Extracted information START

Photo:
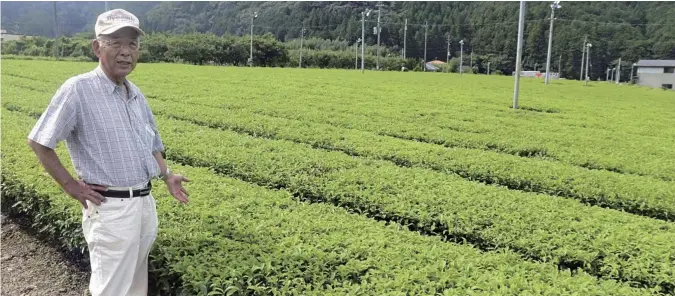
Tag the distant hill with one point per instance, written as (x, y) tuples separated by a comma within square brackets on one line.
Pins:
[(630, 30)]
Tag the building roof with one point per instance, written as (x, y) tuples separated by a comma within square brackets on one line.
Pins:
[(436, 62), (656, 63), (430, 67)]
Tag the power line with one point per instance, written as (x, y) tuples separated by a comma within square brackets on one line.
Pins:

Extracted information END

Where the string "square" occurs in the data, return the whole line.

▶ [Worked solution]:
Tag the distant hill with one point per instance, written as (x, y) tuples separated by a comma within square brackets on one line.
Tag the building roof with one point per instance, written as (x, y) tuples separated by a comma within square brackets on one line.
Tag the power line with one point per instance, written as (x, y) tuples separated by a comma within square brackets on one line.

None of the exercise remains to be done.